# Requirement
A single number is required: how many lines in the records below contain "building".

# Record extracts
============
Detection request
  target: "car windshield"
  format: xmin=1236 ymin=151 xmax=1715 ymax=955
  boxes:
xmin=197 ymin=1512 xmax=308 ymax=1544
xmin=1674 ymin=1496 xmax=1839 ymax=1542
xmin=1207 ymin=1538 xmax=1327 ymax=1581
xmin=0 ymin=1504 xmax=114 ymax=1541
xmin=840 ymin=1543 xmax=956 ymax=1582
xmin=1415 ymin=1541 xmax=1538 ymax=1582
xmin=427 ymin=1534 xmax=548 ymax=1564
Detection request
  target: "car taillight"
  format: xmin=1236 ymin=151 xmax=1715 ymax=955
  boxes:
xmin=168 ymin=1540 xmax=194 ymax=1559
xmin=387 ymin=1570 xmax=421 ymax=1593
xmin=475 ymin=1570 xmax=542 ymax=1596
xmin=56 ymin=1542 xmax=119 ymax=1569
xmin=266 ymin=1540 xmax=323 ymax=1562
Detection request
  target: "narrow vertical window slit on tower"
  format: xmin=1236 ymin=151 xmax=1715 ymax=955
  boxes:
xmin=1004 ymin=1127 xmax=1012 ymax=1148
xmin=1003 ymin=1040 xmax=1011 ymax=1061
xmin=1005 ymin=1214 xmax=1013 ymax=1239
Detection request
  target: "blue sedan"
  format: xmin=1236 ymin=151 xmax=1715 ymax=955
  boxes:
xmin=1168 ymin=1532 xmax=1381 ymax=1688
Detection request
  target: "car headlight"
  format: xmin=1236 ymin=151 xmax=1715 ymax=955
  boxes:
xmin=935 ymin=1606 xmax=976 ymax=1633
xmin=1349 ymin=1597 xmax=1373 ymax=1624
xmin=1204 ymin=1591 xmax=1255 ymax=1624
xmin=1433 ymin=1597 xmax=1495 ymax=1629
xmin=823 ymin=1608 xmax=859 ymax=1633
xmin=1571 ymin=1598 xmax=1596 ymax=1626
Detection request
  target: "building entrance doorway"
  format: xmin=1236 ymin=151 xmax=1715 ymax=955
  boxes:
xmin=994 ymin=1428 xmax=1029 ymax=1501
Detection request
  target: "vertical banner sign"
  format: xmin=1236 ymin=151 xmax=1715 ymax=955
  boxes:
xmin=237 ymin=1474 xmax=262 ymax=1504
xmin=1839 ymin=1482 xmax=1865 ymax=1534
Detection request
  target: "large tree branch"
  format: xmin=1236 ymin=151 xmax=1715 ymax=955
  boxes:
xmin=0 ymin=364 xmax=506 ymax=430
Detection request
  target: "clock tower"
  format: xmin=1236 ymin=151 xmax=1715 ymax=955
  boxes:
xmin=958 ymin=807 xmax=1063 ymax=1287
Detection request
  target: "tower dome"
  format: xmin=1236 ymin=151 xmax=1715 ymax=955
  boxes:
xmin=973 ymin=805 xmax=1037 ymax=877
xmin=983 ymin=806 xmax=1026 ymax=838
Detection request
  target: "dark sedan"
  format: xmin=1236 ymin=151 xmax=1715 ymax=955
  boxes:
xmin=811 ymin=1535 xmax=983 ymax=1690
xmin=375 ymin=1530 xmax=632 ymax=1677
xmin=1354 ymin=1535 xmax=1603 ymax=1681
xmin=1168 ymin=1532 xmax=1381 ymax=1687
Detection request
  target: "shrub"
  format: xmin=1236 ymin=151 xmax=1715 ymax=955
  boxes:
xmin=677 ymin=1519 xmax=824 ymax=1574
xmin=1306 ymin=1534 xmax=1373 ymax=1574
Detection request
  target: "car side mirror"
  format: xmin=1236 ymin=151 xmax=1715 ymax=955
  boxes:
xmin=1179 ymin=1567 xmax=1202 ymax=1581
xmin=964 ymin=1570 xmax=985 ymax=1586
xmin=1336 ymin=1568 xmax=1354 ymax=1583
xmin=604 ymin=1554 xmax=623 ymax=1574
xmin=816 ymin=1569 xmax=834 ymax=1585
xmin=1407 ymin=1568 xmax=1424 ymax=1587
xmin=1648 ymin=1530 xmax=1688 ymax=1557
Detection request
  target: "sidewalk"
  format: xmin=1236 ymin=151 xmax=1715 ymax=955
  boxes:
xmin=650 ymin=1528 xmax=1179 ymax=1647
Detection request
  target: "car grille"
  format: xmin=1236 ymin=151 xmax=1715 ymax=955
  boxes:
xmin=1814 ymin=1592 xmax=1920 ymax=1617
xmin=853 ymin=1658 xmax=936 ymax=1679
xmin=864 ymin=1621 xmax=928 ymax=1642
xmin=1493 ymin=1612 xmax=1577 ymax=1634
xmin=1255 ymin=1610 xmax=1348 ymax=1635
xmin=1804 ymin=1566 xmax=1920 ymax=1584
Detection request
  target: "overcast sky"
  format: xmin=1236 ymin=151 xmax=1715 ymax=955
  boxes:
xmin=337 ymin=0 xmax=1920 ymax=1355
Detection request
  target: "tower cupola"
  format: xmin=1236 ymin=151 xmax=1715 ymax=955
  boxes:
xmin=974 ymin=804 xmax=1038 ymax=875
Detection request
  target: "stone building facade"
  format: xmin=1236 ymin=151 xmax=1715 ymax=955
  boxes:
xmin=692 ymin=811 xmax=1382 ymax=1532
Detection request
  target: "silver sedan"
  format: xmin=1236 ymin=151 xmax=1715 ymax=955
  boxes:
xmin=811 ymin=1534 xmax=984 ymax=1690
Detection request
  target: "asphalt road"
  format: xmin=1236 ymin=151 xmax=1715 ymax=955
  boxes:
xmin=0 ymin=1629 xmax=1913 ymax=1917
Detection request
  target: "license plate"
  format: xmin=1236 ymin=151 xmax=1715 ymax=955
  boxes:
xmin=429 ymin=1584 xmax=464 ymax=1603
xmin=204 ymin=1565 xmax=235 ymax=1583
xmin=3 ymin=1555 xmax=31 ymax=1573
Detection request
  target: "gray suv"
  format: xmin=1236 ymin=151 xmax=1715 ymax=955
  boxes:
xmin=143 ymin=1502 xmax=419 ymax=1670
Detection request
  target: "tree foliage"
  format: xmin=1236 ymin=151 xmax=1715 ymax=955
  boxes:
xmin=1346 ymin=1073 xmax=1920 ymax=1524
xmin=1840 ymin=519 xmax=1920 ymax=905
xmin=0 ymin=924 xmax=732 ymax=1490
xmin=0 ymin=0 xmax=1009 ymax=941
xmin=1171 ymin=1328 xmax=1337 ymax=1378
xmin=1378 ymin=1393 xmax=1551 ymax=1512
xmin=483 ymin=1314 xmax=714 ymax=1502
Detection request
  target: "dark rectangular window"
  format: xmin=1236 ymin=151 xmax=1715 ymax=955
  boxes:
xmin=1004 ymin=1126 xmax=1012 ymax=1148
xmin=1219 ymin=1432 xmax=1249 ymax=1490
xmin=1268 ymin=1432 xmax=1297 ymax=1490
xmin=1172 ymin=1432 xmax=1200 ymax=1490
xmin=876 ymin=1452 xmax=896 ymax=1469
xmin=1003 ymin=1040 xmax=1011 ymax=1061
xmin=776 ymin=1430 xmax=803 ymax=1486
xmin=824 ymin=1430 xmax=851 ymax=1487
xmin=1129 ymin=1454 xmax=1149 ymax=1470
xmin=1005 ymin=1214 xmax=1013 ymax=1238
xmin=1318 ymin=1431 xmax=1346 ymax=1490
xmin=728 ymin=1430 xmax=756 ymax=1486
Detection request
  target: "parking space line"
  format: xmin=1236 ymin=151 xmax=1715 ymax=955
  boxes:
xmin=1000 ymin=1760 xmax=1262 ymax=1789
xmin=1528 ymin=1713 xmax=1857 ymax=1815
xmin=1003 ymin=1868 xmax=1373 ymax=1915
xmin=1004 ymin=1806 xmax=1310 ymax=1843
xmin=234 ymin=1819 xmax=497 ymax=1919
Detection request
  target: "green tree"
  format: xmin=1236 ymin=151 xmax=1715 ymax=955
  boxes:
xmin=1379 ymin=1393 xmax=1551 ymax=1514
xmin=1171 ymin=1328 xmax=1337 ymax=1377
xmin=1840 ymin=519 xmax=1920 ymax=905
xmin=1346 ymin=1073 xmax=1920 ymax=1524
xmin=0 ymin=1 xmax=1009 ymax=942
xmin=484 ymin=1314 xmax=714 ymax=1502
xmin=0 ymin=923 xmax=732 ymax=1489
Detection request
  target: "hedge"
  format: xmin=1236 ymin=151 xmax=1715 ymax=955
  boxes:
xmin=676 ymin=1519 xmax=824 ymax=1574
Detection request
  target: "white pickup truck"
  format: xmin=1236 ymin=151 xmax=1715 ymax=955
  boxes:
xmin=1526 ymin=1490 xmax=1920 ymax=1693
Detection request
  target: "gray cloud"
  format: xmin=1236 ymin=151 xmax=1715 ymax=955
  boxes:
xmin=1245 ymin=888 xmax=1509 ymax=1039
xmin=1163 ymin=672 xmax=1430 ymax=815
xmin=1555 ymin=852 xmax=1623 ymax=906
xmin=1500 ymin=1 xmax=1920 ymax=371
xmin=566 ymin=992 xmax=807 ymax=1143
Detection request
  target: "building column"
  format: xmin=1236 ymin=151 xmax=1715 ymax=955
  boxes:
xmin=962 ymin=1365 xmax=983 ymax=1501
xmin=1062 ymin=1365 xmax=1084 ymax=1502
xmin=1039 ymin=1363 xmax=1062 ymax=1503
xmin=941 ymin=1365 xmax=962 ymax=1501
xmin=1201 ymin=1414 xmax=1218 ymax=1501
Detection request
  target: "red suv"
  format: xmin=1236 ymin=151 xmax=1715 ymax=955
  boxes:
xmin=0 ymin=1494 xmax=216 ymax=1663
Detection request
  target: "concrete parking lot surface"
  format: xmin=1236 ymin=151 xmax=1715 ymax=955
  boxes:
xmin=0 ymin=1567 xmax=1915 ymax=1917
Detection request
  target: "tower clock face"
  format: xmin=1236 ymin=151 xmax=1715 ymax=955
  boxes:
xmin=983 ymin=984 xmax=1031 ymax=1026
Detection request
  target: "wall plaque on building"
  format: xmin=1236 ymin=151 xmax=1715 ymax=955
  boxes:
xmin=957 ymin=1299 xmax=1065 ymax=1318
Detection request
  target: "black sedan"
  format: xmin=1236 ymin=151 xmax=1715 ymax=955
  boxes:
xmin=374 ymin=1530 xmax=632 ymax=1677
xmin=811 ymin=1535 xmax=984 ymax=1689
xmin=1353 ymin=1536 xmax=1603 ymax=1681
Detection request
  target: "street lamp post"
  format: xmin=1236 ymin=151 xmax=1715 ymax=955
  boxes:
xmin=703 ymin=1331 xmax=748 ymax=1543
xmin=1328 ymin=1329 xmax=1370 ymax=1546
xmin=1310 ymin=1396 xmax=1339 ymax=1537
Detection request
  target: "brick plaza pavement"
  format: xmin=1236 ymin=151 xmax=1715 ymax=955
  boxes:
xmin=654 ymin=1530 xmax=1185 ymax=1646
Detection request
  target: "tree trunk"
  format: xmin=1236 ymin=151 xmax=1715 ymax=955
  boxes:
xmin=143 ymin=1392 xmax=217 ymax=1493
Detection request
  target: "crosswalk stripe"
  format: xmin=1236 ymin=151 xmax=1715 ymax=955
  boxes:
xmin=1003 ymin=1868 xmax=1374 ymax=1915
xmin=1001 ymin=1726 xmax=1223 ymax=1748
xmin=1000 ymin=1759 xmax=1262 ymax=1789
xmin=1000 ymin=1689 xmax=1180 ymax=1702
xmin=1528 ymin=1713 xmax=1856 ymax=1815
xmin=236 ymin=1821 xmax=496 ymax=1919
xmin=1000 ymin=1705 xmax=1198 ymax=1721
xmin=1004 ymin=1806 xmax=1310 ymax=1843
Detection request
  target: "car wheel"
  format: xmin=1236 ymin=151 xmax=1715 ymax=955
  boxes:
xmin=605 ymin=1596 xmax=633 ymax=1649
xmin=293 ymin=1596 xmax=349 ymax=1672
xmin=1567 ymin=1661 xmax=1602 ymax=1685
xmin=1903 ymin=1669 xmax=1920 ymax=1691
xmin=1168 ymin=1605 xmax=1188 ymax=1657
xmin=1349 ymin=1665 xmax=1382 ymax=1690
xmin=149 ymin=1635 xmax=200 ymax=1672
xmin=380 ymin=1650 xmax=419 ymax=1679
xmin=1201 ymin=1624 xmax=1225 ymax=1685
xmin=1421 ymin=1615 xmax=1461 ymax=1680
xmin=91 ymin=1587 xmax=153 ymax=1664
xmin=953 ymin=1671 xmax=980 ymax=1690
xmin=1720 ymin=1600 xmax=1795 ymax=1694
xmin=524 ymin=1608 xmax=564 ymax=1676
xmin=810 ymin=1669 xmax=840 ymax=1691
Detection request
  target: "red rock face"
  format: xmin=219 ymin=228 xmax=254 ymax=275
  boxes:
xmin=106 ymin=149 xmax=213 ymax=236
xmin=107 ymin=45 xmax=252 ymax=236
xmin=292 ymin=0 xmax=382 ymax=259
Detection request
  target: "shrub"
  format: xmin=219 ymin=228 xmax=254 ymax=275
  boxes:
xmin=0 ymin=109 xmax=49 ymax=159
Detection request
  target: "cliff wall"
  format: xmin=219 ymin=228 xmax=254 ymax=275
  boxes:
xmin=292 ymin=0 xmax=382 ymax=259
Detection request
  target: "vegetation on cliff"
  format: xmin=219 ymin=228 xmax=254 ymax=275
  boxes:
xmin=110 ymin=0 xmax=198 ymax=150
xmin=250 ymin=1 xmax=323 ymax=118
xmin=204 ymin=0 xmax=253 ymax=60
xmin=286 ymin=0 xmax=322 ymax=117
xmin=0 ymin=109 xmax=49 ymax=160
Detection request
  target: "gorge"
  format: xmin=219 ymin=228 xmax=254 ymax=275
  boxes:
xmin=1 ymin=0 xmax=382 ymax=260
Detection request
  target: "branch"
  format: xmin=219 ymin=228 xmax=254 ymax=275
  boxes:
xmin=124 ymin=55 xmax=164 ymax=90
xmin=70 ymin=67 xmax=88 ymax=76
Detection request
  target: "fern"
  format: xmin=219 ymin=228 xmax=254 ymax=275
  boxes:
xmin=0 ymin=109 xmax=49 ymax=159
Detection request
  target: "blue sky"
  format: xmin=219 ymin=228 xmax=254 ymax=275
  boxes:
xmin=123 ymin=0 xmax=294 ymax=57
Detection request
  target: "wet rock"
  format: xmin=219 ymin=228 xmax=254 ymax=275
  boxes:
============
# Solution
4